Exercise prompt. Reproduce the listing below word for word, from its first line through the line containing "(1173, 908)". Leave the pictures out of your copy.

Data shown.

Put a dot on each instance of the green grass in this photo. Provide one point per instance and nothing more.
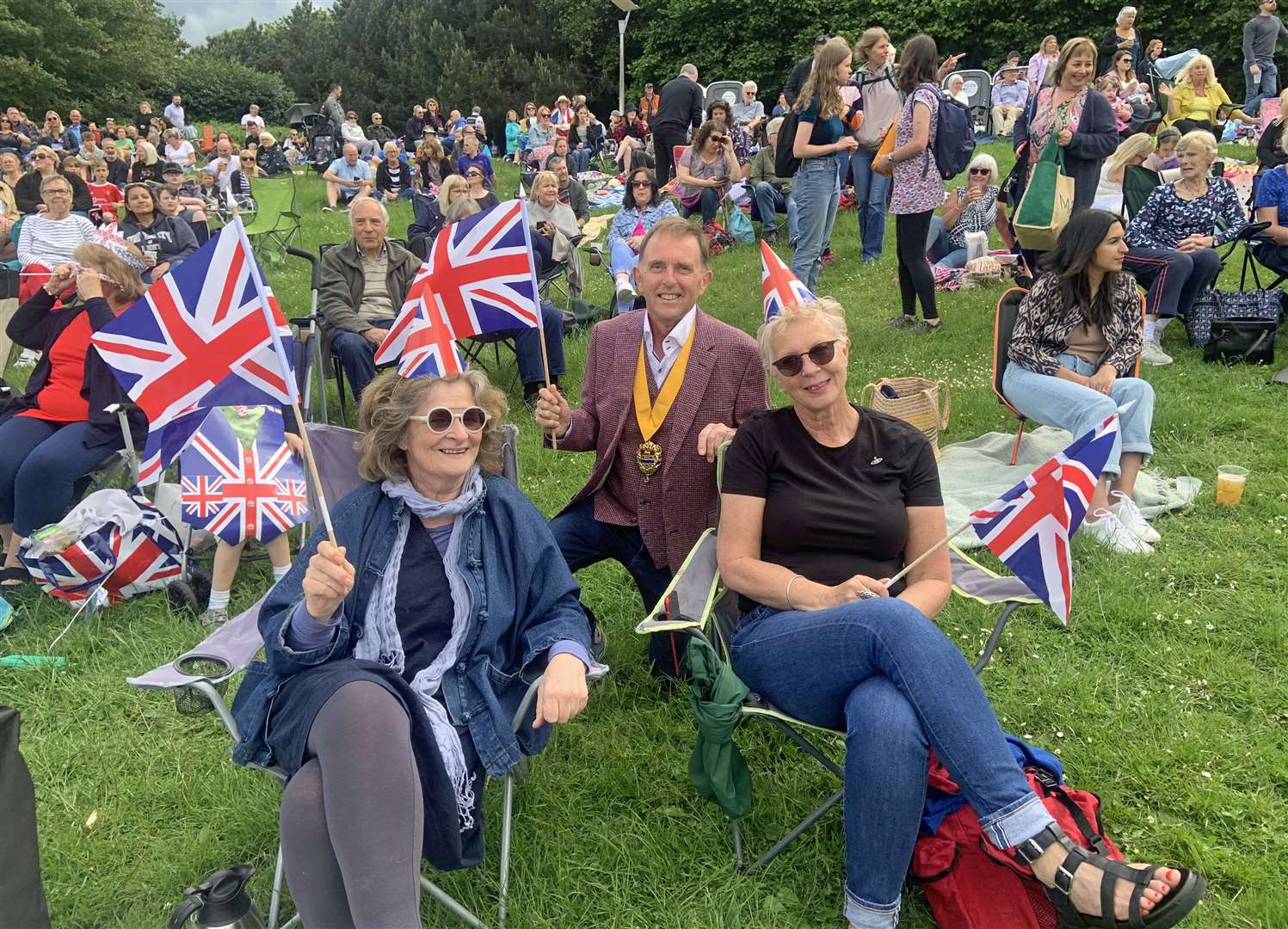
(1168, 696)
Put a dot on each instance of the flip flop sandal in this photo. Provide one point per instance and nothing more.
(1173, 908)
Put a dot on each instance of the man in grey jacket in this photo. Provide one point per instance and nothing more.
(361, 287)
(1260, 74)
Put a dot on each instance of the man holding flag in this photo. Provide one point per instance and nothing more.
(653, 486)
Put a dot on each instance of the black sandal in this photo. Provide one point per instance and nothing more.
(1171, 910)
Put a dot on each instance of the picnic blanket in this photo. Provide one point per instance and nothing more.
(974, 473)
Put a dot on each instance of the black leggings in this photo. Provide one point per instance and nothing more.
(353, 815)
(916, 280)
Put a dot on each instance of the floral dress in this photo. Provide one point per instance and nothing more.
(1049, 120)
(917, 186)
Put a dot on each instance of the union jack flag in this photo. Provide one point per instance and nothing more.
(780, 287)
(240, 492)
(479, 277)
(125, 562)
(1029, 526)
(207, 334)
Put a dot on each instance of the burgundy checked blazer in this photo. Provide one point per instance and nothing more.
(723, 383)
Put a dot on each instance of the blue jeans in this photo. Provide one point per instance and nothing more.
(940, 250)
(40, 465)
(886, 675)
(871, 191)
(816, 191)
(767, 202)
(1078, 409)
(1256, 89)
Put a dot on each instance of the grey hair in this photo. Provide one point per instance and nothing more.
(823, 310)
(384, 212)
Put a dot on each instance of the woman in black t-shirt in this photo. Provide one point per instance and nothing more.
(822, 502)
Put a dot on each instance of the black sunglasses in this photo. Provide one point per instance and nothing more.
(441, 419)
(791, 365)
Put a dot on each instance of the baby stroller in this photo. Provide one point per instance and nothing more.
(320, 136)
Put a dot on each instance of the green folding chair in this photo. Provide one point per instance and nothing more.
(276, 225)
(699, 602)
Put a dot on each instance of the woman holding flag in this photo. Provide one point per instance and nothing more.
(1072, 357)
(398, 654)
(822, 504)
(59, 431)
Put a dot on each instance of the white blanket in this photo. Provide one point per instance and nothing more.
(977, 471)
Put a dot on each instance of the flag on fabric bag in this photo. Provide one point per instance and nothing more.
(780, 286)
(479, 277)
(238, 478)
(129, 548)
(1031, 525)
(207, 334)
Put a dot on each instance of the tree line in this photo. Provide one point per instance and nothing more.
(106, 56)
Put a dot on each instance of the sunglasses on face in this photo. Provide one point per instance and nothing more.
(441, 419)
(791, 365)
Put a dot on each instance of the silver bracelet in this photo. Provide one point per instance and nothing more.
(787, 594)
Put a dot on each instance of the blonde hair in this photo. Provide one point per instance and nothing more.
(445, 191)
(101, 258)
(822, 80)
(1198, 138)
(1139, 146)
(389, 405)
(1068, 51)
(822, 310)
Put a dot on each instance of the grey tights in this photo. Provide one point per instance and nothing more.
(353, 818)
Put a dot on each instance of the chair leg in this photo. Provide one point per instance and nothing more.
(1015, 450)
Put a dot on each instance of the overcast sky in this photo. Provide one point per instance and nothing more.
(207, 17)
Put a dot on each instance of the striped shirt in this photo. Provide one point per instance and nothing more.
(52, 241)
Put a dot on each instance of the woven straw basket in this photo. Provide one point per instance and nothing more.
(921, 403)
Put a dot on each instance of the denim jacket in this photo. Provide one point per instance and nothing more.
(525, 600)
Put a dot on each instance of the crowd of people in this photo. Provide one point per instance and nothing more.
(388, 701)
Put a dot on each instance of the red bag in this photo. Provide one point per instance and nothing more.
(970, 884)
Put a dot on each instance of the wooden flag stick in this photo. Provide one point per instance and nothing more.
(927, 554)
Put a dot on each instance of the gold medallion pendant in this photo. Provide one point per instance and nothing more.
(648, 458)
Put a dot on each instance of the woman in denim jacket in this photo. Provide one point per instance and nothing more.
(397, 659)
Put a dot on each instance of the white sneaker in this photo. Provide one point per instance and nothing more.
(1153, 354)
(1130, 515)
(1109, 531)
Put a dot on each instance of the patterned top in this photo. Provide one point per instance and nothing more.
(1165, 220)
(1049, 120)
(917, 186)
(1044, 326)
(977, 217)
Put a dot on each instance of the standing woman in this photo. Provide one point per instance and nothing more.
(1122, 38)
(917, 189)
(1042, 64)
(819, 137)
(1072, 118)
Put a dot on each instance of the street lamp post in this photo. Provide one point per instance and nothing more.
(626, 7)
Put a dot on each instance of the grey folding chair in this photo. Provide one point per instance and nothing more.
(199, 677)
(699, 603)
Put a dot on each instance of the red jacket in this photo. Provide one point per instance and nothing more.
(724, 383)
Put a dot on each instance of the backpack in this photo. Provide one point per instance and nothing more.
(786, 163)
(955, 138)
(971, 884)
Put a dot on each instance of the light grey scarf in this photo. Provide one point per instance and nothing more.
(384, 644)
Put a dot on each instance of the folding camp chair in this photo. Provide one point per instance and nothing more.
(199, 677)
(697, 602)
(276, 225)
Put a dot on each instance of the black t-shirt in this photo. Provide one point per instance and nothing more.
(832, 513)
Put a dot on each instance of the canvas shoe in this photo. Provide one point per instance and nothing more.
(1153, 354)
(1130, 515)
(1109, 531)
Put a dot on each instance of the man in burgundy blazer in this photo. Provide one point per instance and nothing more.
(650, 525)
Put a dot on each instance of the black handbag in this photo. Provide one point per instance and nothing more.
(1242, 339)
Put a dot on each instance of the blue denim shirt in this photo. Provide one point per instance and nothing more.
(525, 600)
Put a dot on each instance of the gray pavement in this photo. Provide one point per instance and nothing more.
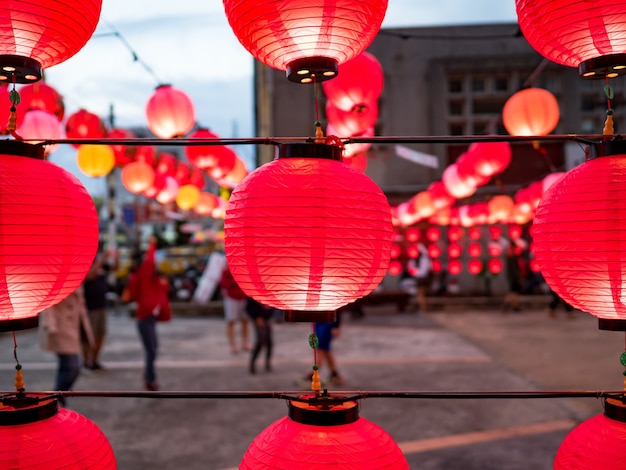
(463, 350)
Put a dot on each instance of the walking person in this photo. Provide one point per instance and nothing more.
(234, 310)
(150, 291)
(60, 333)
(261, 316)
(96, 287)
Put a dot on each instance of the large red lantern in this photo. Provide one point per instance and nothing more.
(579, 234)
(48, 231)
(170, 112)
(589, 35)
(306, 39)
(331, 437)
(38, 35)
(358, 85)
(532, 111)
(298, 238)
(38, 434)
(596, 444)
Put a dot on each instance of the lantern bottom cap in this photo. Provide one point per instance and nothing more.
(610, 65)
(312, 69)
(19, 69)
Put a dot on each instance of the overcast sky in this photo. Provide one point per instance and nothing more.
(189, 44)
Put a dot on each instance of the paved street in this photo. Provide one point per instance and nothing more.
(461, 350)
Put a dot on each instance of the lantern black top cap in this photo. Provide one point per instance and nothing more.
(312, 69)
(19, 69)
(600, 68)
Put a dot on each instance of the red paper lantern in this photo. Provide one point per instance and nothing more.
(532, 111)
(358, 85)
(39, 35)
(48, 231)
(42, 436)
(587, 35)
(579, 236)
(297, 237)
(82, 125)
(312, 437)
(307, 40)
(170, 112)
(598, 443)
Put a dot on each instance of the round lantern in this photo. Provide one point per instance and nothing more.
(35, 433)
(298, 238)
(170, 112)
(358, 86)
(331, 437)
(38, 35)
(95, 160)
(579, 235)
(588, 35)
(40, 125)
(41, 96)
(48, 231)
(596, 444)
(137, 177)
(307, 40)
(188, 196)
(532, 111)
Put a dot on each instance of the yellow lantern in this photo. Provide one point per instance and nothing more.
(188, 196)
(95, 160)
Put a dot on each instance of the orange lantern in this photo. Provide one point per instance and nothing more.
(137, 177)
(95, 160)
(307, 40)
(532, 111)
(170, 112)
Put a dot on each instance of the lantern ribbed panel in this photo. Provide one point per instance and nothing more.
(48, 235)
(596, 444)
(361, 445)
(568, 32)
(170, 112)
(49, 32)
(66, 440)
(277, 32)
(307, 234)
(579, 236)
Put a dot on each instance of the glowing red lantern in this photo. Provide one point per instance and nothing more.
(298, 238)
(325, 438)
(41, 96)
(58, 229)
(454, 250)
(95, 160)
(83, 124)
(137, 177)
(358, 85)
(455, 267)
(587, 35)
(170, 112)
(597, 443)
(532, 111)
(579, 236)
(38, 35)
(474, 266)
(40, 435)
(495, 265)
(307, 40)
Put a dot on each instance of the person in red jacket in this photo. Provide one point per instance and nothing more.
(234, 310)
(150, 291)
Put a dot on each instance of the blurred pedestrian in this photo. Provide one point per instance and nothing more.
(96, 286)
(60, 332)
(261, 316)
(234, 299)
(150, 290)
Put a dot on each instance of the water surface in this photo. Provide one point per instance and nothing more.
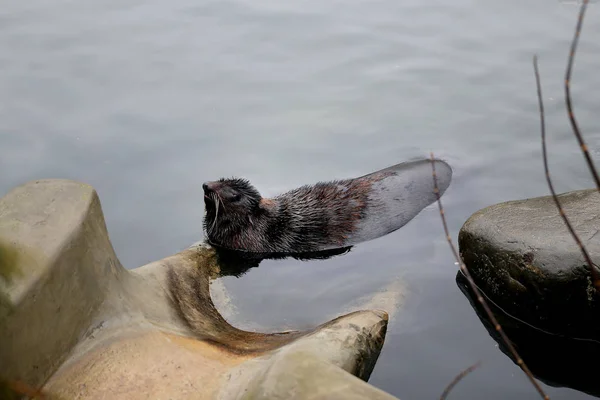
(145, 100)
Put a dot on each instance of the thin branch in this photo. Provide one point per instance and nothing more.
(561, 211)
(576, 130)
(480, 298)
(458, 378)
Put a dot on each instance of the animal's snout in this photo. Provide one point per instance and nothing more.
(208, 187)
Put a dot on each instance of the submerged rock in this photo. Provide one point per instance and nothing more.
(80, 325)
(557, 361)
(523, 258)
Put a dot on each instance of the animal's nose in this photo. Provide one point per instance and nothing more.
(208, 187)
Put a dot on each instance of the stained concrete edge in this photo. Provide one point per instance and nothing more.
(72, 279)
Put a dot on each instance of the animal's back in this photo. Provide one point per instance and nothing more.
(397, 195)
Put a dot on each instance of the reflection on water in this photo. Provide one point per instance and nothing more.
(237, 263)
(145, 100)
(556, 360)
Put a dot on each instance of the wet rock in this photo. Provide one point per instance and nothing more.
(522, 256)
(78, 323)
(552, 359)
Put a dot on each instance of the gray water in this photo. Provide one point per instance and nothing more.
(145, 100)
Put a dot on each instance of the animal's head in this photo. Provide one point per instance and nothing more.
(230, 204)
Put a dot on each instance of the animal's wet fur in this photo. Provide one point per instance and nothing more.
(307, 219)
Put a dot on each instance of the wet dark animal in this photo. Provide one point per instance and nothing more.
(322, 216)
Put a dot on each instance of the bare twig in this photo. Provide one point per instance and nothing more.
(574, 125)
(561, 211)
(480, 298)
(458, 378)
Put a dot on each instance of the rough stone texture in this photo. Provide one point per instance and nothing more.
(555, 360)
(522, 256)
(80, 324)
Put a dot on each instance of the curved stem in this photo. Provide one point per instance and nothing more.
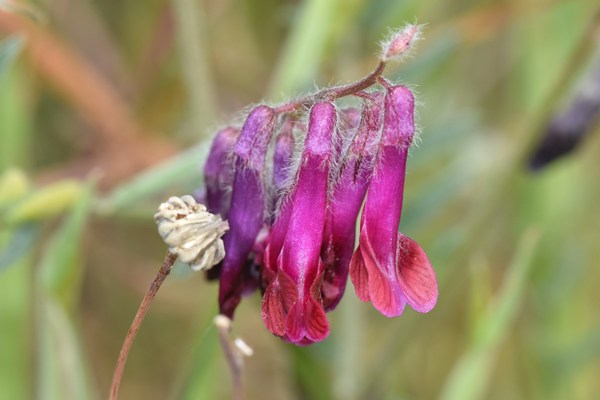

Task response.
Put a dot on each instance of the green grass in this photo. Provide one point per instance and nothing more.
(1168, 696)
Put a dot on each instance of the flip flop sandal in this photo. Provide one point per instance and nothing more.
(1173, 908)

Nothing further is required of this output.